Dataset items
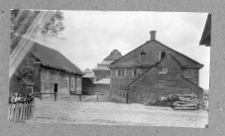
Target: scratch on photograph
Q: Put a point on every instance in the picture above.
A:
(109, 67)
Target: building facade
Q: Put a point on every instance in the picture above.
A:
(151, 70)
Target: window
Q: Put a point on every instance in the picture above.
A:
(136, 72)
(66, 83)
(121, 72)
(187, 73)
(142, 57)
(164, 71)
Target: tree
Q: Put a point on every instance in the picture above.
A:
(30, 23)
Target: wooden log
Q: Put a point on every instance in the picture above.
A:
(23, 113)
(10, 111)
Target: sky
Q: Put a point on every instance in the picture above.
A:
(90, 36)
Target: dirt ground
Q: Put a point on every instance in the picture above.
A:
(88, 111)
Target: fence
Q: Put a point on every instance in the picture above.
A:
(21, 111)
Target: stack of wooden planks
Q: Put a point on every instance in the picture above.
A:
(187, 102)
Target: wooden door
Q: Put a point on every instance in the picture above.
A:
(55, 88)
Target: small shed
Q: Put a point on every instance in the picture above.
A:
(20, 85)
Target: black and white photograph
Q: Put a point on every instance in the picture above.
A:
(133, 68)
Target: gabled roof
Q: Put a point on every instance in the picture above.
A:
(114, 55)
(206, 34)
(52, 58)
(193, 62)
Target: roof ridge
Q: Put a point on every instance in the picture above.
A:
(180, 53)
(190, 81)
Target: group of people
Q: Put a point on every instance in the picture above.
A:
(17, 98)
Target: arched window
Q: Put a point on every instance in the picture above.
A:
(142, 53)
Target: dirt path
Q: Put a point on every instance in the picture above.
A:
(75, 112)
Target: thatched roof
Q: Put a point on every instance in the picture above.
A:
(114, 55)
(206, 35)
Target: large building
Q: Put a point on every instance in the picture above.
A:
(48, 69)
(152, 70)
(101, 70)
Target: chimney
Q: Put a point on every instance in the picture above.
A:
(152, 33)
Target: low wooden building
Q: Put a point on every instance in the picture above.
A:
(101, 70)
(151, 70)
(206, 35)
(49, 70)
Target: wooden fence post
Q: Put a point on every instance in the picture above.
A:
(55, 96)
(40, 96)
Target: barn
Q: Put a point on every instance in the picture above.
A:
(49, 70)
(151, 70)
(206, 34)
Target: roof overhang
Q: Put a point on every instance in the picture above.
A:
(206, 35)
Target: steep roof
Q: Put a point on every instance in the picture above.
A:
(114, 55)
(52, 58)
(206, 34)
(183, 59)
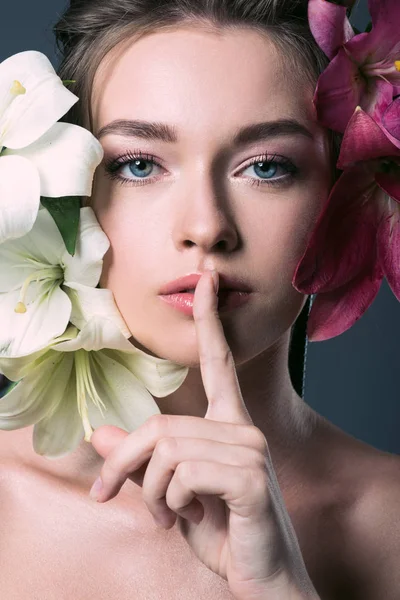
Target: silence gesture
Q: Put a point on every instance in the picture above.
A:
(213, 476)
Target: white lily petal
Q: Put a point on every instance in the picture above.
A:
(88, 302)
(37, 395)
(161, 377)
(86, 265)
(60, 433)
(19, 196)
(98, 333)
(127, 401)
(46, 99)
(17, 368)
(43, 243)
(47, 315)
(66, 157)
(41, 247)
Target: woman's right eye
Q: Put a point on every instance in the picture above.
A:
(132, 169)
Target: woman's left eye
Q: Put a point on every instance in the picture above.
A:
(268, 170)
(271, 171)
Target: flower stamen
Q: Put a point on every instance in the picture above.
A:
(85, 385)
(49, 273)
(17, 89)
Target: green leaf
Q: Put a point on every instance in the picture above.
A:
(65, 212)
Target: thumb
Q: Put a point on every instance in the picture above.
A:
(105, 438)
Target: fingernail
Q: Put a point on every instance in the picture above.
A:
(215, 280)
(96, 489)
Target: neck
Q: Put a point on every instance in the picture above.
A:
(286, 421)
(274, 406)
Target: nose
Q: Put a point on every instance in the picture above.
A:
(204, 217)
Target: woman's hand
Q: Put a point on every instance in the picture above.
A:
(211, 475)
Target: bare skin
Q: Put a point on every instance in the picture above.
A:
(73, 547)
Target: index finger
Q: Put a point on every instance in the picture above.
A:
(225, 400)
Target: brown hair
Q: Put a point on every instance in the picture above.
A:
(89, 29)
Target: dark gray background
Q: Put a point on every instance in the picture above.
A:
(351, 379)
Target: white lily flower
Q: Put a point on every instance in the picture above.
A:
(39, 283)
(97, 378)
(38, 156)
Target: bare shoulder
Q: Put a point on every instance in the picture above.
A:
(372, 546)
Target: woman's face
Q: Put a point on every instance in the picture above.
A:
(198, 203)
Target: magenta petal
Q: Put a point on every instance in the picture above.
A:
(389, 248)
(390, 182)
(377, 98)
(385, 15)
(329, 25)
(391, 119)
(364, 140)
(343, 242)
(333, 313)
(338, 92)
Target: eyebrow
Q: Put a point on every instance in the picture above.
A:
(245, 135)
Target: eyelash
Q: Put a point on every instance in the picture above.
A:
(114, 165)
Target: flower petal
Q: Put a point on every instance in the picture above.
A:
(86, 265)
(391, 120)
(37, 394)
(364, 140)
(336, 311)
(42, 246)
(383, 40)
(60, 433)
(128, 402)
(88, 302)
(343, 242)
(19, 197)
(66, 157)
(390, 182)
(98, 333)
(46, 317)
(46, 99)
(329, 25)
(338, 92)
(17, 368)
(389, 247)
(161, 377)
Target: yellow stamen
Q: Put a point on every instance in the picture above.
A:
(47, 273)
(17, 89)
(20, 308)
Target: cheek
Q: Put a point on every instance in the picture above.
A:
(284, 236)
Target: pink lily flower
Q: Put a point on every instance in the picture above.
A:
(356, 241)
(364, 69)
(391, 121)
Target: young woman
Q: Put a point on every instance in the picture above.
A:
(213, 160)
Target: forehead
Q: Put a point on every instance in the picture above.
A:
(199, 79)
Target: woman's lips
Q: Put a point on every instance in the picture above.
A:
(227, 300)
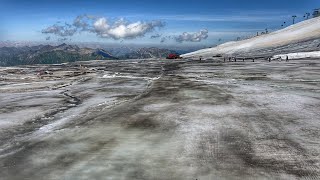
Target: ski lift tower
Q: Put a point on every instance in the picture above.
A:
(316, 12)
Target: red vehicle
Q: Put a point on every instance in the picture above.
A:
(173, 56)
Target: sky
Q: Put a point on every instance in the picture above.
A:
(149, 22)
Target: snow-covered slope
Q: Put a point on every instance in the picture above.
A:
(303, 31)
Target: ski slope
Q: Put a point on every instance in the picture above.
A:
(303, 31)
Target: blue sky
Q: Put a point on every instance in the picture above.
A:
(224, 19)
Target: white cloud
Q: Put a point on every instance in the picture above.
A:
(120, 29)
(192, 37)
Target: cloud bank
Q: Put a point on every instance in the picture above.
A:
(104, 28)
(192, 37)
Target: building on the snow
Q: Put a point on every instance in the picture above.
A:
(316, 13)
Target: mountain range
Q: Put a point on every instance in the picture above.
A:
(48, 54)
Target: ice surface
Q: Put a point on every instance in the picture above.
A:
(164, 120)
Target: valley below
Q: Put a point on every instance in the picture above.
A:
(161, 119)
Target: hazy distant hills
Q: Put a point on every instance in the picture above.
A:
(48, 54)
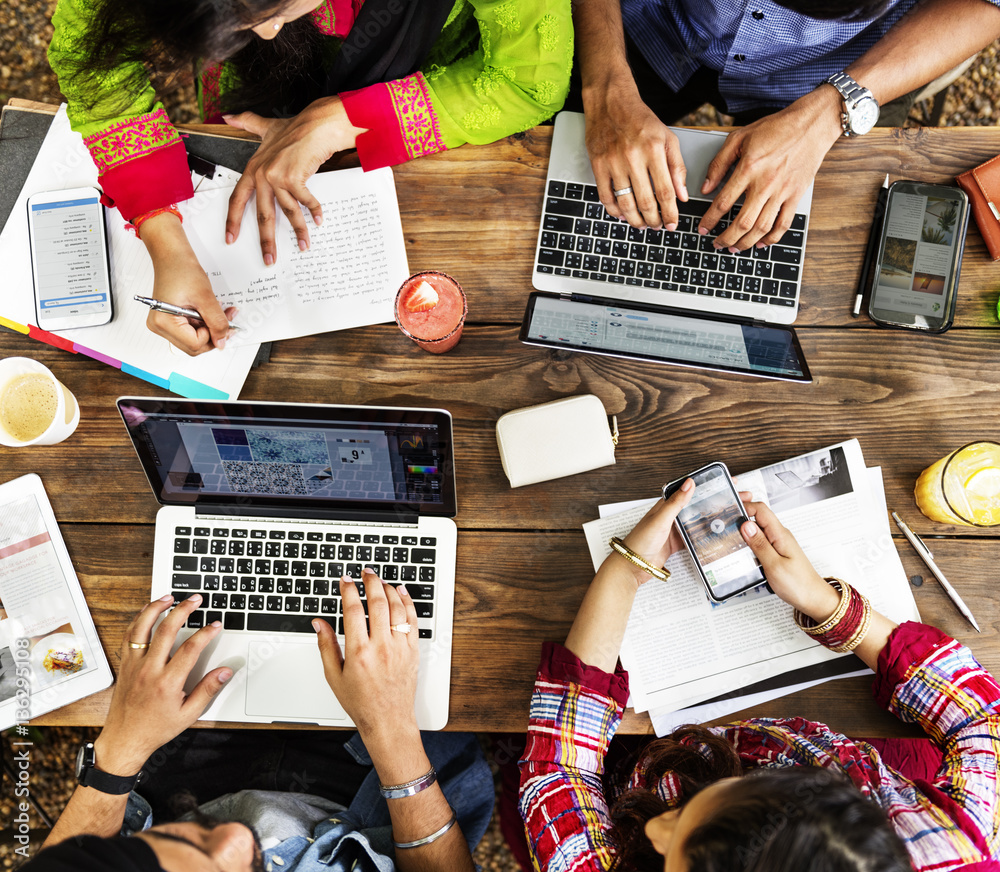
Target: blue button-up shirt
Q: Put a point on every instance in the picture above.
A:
(765, 54)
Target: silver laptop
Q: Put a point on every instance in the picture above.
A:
(266, 506)
(583, 250)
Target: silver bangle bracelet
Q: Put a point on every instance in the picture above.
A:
(432, 837)
(398, 791)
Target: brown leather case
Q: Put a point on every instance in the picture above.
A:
(982, 184)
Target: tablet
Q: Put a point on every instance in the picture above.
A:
(678, 337)
(50, 654)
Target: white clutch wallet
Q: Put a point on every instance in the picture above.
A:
(555, 439)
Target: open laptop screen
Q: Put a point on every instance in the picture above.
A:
(310, 457)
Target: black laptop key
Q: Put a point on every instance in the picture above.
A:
(279, 623)
(786, 254)
(420, 591)
(786, 272)
(560, 206)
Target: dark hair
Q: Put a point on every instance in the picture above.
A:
(773, 820)
(837, 10)
(164, 38)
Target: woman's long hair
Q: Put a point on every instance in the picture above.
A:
(773, 820)
(165, 37)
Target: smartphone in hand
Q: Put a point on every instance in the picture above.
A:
(710, 526)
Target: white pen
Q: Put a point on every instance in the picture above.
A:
(924, 553)
(171, 309)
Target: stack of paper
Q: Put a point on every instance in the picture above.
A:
(681, 650)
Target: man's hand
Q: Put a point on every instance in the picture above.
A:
(149, 706)
(630, 147)
(375, 677)
(179, 279)
(291, 151)
(775, 160)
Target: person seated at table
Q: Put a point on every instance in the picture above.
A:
(395, 79)
(428, 800)
(763, 794)
(647, 63)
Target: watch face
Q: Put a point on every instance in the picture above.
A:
(863, 116)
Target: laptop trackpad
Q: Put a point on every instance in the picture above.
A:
(286, 683)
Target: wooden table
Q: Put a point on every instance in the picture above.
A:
(522, 562)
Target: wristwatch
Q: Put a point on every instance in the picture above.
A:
(860, 107)
(89, 775)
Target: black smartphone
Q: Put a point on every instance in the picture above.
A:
(919, 257)
(710, 525)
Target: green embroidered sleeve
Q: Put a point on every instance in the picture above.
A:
(514, 76)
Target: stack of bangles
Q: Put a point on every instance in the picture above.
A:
(412, 788)
(845, 629)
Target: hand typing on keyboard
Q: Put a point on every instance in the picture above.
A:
(774, 160)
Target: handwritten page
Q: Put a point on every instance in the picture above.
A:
(680, 649)
(347, 278)
(63, 162)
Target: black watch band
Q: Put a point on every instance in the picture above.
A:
(89, 775)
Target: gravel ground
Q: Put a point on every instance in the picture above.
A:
(25, 32)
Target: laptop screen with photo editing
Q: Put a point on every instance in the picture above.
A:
(310, 457)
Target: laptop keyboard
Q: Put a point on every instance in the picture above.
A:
(279, 580)
(580, 239)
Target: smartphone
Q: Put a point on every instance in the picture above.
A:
(710, 525)
(919, 257)
(69, 259)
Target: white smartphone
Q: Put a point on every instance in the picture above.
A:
(69, 259)
(710, 526)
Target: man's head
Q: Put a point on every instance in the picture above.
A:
(176, 847)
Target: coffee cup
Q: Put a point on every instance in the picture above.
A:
(35, 407)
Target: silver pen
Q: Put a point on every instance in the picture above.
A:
(924, 553)
(171, 309)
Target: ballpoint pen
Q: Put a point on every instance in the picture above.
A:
(171, 309)
(924, 553)
(873, 237)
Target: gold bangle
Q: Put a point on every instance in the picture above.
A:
(859, 634)
(618, 545)
(846, 592)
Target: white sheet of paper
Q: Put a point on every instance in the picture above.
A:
(64, 162)
(348, 278)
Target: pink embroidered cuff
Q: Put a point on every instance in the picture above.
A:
(400, 120)
(155, 181)
(560, 664)
(909, 644)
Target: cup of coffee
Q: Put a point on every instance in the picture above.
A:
(35, 407)
(430, 309)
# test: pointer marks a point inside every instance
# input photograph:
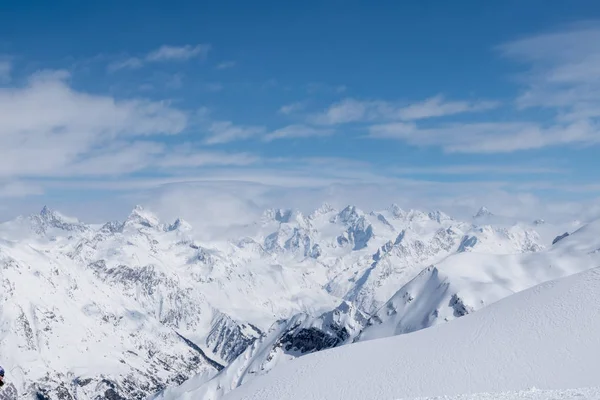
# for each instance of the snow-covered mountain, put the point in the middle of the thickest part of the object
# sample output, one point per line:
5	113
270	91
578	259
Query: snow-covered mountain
464	283
545	337
285	341
128	308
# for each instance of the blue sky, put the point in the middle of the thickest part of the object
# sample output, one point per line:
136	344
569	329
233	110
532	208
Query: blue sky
436	104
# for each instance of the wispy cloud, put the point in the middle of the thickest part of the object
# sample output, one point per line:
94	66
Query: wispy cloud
178	53
297	131
491	137
5	71
164	53
353	110
292	108
226	131
226	65
72	133
564	70
437	106
478	169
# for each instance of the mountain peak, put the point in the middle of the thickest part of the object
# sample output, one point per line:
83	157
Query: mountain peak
180	224
51	218
396	211
140	216
483	212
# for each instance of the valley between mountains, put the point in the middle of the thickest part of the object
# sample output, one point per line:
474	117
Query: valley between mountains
140	308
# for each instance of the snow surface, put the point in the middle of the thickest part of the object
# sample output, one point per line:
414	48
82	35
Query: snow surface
166	306
533	394
461	284
467	282
544	337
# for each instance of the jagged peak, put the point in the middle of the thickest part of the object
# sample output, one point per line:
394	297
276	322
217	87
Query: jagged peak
48	217
140	216
325	208
483	212
396	211
349	214
439	216
180	224
49	214
281	215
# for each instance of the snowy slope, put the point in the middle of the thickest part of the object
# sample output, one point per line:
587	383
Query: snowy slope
432	297
467	282
285	341
544	337
151	285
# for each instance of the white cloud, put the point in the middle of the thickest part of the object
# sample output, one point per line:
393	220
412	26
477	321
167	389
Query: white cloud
437	107
353	110
297	131
178	53
5	71
292	108
564	70
164	53
48	129
130	63
476	169
225	132
226	65
345	111
491	137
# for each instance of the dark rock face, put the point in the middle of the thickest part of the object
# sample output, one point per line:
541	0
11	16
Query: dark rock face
227	340
313	339
560	237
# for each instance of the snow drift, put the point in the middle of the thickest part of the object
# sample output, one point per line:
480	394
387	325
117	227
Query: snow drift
544	337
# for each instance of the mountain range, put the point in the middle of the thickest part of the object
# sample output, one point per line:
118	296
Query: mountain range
131	309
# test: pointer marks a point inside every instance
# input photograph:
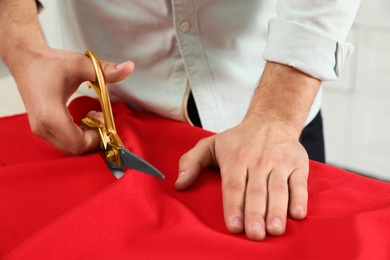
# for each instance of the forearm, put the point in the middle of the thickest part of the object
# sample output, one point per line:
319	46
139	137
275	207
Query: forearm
284	94
21	36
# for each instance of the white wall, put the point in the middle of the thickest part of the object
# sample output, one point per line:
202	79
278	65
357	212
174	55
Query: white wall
356	107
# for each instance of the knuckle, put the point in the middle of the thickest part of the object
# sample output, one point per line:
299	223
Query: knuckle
234	186
278	186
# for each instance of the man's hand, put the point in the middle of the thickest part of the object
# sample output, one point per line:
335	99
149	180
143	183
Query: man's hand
47	84
46	77
263	166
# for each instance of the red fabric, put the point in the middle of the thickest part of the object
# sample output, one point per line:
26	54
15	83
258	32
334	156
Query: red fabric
53	206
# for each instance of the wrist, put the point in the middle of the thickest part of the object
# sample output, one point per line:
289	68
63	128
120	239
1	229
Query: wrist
283	97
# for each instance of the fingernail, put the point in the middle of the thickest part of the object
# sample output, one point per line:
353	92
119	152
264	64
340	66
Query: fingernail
257	227
118	66
237	223
276	222
300	210
181	176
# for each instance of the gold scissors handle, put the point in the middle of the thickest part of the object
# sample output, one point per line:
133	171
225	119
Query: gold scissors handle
109	139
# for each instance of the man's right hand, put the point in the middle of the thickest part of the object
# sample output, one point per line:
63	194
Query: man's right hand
47	83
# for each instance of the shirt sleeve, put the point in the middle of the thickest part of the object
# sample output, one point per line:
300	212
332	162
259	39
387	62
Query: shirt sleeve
310	35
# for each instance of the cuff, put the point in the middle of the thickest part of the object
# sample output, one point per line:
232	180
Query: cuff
306	49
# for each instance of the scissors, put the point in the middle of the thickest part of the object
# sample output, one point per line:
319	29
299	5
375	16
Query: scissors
117	157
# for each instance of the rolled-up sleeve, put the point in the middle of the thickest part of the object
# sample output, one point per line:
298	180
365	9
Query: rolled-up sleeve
310	35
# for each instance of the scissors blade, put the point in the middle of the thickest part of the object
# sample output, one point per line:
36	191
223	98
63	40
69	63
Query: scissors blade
130	160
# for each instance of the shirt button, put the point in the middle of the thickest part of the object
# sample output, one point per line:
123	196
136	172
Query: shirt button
184	27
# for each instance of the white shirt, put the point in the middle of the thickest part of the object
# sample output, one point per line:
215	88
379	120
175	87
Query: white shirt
219	46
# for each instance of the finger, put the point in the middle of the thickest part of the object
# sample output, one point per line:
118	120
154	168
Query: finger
193	161
113	72
256	203
62	132
277	202
116	72
298	194
233	195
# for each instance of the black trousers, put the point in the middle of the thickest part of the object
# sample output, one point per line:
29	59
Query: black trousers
312	136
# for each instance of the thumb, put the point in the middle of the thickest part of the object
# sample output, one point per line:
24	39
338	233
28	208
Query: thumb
192	162
114	72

■ **Exercise goal**
Search the data and copy each line containing "building".

■ **Solution below**
Target: building facade
Target: large building
Target: low wooden building
Target: building on the snow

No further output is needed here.